▶ **Problem statement**:
Copy the stretch of material from its start through the line containing "(1168, 431)", and multiply every point coordinate in the answers by 1.35, rounding each to a whole number with halves rounded up. Leave every other line unchanged.

⁂

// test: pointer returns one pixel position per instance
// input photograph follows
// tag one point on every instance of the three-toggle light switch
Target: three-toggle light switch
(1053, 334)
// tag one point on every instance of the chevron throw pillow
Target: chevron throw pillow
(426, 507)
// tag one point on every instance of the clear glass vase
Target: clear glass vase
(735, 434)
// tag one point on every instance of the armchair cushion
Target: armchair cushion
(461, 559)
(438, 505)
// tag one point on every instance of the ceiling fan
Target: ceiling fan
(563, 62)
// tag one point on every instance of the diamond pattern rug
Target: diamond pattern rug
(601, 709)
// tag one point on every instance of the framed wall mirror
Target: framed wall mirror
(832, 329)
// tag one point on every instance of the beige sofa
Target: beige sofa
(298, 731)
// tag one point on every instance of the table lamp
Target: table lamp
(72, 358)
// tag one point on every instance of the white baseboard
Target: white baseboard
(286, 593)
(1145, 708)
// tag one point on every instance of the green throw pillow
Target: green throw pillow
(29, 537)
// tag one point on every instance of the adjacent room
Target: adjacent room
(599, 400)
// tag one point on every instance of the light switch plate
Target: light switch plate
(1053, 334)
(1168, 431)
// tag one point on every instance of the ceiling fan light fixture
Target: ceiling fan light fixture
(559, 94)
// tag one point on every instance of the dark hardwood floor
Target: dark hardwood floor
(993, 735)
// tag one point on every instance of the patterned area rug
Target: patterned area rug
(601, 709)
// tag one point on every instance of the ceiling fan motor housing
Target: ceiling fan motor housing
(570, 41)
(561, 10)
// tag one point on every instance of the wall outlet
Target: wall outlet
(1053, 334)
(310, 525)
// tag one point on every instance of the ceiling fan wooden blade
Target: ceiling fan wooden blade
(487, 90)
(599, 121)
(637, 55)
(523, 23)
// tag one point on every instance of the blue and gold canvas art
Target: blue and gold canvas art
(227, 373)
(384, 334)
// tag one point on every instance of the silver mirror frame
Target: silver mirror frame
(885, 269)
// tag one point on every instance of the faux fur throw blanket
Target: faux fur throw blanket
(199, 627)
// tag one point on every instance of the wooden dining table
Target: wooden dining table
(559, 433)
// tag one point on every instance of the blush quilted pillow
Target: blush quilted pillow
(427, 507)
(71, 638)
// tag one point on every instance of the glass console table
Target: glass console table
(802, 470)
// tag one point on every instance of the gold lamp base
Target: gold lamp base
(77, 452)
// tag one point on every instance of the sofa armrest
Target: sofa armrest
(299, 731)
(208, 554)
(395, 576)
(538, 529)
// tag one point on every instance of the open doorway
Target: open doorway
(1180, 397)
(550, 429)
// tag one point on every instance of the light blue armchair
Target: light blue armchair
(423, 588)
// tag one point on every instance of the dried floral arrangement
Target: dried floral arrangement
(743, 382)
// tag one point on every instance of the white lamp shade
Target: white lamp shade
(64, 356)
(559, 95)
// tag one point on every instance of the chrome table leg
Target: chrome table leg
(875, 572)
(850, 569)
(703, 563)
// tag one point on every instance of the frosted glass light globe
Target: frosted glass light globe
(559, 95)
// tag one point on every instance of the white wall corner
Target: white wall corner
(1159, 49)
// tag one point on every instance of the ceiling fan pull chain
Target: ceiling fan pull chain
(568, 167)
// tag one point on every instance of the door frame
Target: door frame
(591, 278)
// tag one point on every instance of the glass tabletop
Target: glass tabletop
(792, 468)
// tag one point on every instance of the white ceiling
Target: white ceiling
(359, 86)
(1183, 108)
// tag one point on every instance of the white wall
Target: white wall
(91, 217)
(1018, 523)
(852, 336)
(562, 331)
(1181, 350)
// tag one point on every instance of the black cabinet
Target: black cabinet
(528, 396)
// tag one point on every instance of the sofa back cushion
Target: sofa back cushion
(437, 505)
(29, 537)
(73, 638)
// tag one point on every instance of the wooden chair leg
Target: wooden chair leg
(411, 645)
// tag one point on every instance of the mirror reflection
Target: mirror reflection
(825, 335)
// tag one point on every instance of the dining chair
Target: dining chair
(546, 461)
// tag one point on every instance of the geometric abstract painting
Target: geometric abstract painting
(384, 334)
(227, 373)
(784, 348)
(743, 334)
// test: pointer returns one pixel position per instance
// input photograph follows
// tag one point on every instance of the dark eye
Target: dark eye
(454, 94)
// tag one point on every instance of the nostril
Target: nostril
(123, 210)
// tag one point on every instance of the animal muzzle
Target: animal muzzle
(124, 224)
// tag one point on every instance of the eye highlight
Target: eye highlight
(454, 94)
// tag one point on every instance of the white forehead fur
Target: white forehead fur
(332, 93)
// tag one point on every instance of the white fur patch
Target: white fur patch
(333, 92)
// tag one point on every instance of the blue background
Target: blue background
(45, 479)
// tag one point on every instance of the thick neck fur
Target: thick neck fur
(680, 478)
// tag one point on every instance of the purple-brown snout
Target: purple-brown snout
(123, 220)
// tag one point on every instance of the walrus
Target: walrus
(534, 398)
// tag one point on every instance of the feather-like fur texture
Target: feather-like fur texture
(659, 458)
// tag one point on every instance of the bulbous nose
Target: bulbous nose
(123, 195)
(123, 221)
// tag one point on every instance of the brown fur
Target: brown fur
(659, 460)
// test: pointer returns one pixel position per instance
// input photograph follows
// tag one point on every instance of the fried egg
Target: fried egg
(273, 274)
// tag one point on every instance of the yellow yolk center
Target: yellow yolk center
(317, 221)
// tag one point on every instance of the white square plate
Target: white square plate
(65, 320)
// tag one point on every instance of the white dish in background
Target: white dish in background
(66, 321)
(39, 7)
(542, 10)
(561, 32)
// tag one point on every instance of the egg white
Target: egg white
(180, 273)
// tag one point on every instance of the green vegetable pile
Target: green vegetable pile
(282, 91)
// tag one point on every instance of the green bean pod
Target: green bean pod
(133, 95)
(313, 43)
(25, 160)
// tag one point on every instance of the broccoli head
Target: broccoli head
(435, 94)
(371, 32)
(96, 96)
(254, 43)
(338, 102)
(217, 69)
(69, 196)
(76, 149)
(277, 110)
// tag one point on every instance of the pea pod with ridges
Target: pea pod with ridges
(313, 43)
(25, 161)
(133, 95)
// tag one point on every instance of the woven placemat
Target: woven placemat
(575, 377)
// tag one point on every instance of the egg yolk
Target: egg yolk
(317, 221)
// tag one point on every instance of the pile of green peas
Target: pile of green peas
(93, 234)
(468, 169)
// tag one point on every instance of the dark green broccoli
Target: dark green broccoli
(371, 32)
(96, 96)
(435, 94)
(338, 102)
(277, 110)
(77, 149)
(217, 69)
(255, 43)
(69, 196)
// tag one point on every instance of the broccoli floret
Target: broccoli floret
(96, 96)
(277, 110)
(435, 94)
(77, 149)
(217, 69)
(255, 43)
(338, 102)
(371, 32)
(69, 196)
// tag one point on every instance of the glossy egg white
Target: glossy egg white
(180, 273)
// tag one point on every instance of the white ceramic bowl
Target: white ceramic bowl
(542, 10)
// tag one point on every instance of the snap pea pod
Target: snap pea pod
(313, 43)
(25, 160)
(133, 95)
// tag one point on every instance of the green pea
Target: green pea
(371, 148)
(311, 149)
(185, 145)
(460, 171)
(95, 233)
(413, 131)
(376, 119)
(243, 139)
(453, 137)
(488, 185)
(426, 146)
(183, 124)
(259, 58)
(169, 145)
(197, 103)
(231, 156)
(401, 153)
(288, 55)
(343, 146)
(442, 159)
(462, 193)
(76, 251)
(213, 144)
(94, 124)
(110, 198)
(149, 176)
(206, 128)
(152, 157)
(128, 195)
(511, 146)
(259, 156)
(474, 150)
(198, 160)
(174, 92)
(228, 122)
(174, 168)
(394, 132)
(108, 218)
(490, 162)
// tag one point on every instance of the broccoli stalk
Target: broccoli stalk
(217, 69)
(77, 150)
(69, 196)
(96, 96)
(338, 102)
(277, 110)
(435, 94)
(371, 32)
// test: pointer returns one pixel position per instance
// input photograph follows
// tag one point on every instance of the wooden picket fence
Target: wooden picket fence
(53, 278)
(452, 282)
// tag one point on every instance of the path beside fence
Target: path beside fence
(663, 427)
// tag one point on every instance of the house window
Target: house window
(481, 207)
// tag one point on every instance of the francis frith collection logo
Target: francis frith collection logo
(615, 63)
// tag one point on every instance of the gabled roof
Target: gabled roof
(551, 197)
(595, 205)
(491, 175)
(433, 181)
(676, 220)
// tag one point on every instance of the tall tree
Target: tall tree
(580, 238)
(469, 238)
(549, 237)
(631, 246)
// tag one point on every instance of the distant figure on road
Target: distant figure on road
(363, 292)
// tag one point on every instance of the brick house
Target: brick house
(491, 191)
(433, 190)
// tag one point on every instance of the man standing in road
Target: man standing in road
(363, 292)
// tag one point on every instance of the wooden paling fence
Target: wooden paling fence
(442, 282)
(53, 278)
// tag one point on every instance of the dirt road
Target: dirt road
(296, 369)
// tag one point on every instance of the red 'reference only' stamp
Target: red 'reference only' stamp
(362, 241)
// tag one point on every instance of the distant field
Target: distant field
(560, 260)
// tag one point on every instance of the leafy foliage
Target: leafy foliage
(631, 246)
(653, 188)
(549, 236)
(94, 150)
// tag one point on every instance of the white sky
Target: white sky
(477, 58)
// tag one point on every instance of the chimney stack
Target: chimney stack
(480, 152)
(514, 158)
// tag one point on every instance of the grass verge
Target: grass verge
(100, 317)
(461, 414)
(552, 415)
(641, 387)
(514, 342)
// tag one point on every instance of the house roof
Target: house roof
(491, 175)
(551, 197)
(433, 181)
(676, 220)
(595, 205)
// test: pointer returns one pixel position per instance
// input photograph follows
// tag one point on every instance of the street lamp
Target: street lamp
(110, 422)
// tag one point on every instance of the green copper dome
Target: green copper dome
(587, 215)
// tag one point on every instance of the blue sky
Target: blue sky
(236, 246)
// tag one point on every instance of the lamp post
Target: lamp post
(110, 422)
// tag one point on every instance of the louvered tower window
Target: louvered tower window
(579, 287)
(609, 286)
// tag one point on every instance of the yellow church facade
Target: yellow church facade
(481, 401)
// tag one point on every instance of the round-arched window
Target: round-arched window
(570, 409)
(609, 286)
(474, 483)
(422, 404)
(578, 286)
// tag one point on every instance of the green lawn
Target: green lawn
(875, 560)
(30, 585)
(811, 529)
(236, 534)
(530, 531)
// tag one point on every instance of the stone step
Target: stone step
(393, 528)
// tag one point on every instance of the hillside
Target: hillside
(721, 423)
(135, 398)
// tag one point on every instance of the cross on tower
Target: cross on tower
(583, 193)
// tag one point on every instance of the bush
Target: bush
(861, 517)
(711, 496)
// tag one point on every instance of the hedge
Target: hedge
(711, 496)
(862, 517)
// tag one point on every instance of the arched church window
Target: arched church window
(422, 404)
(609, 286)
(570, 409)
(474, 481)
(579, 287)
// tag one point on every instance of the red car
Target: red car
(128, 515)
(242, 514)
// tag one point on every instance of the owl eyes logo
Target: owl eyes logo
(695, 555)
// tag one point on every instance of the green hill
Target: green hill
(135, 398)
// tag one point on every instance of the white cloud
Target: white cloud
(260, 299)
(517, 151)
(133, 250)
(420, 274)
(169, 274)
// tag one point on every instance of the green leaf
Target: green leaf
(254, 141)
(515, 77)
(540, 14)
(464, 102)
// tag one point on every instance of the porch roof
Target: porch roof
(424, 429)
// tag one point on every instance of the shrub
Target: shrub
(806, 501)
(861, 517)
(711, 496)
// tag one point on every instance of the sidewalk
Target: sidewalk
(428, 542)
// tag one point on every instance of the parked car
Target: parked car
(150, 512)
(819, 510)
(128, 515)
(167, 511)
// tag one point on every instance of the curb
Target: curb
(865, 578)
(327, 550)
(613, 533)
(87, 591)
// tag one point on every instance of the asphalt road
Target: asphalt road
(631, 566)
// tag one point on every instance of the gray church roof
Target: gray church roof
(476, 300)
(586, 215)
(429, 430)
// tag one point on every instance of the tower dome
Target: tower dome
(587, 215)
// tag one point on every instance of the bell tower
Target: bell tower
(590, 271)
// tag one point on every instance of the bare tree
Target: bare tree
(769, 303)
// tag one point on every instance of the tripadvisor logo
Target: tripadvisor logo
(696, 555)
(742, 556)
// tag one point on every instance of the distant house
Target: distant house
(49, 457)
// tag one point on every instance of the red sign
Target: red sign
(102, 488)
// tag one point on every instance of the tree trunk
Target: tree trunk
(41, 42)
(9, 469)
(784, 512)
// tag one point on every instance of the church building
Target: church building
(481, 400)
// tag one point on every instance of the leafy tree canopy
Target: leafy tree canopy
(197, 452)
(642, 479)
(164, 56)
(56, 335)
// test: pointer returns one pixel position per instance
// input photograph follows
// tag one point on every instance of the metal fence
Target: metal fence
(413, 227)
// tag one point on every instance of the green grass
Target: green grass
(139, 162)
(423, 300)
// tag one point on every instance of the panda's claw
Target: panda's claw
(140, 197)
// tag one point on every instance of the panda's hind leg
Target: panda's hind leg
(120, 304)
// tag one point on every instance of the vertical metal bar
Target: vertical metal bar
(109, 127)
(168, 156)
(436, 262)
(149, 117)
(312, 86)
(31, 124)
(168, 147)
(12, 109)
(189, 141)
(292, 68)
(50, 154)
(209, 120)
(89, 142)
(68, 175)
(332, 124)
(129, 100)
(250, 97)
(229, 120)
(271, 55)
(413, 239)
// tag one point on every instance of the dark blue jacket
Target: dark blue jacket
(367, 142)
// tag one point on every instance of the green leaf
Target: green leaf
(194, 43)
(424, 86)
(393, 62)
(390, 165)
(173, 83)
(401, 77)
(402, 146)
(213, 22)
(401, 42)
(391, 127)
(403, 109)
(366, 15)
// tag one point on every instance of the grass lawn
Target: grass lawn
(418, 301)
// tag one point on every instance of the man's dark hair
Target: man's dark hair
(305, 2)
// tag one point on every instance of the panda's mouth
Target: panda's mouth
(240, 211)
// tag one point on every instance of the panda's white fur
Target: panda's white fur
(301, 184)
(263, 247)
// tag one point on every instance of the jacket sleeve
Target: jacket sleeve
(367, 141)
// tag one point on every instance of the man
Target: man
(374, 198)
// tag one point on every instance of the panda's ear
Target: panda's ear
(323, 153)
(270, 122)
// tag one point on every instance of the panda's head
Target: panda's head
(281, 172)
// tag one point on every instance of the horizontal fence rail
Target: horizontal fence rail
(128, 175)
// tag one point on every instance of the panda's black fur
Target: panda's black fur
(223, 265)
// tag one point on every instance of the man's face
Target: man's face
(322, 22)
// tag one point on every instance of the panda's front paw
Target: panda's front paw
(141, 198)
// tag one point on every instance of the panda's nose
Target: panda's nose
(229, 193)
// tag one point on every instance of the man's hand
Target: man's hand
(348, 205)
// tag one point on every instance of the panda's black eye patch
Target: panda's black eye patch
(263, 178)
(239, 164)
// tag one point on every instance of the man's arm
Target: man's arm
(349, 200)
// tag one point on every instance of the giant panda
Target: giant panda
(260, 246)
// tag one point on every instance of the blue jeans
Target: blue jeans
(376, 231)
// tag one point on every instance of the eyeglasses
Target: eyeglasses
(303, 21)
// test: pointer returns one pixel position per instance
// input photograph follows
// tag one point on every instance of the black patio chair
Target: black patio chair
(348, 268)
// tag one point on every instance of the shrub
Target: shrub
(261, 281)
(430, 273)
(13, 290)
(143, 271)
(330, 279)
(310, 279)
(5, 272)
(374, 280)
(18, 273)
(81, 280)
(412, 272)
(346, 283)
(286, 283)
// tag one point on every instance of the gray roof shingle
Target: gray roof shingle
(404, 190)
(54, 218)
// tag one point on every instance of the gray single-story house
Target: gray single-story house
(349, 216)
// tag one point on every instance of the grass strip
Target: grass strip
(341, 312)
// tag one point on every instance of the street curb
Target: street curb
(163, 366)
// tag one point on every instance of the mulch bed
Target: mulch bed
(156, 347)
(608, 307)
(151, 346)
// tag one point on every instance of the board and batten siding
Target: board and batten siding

⁂

▶ **Answer below**:
// test: pointer returns one pixel position per instance
// input photograph follows
// tag one point on every instance of the three-toggle light switch
Target: three-toggle light switch
(1422, 451)
// tag one point on every instance of the chevron throw pillow
Target: chevron throw pillow
(575, 684)
// tag one point on every instance of the clear glass vase
Target: clear glass vase
(992, 586)
// tag one point on every instance of the armchair cushion
Target: armchair cushion
(622, 755)
(591, 682)
// tag one point on every instance of the ceiling fan
Target: ceiling fan
(760, 84)
// tag one point on every instance of the diamond pattern rug
Target: diamond pattern rug
(811, 957)
// tag one point on every instance of the framed wall mirror
Target: framed wall mirror
(1123, 444)
// tag one point on every instance of the beige sofa
Target: beige sofa
(402, 987)
// tag one point on every instance of the table lamp
Target: table lamp
(97, 483)
// tag one point on every instance of the white baseboard
Target: white baseboard
(386, 801)
(1546, 956)
// tag one point on every instance of the green throw pillow
Target: green throw pillow
(39, 725)
// tag one point on every instance of the adjacent room
Target: adjacent room
(809, 540)
// tag one point on every instance of the light switch plate
Target: light switch plate
(1422, 451)
(1577, 582)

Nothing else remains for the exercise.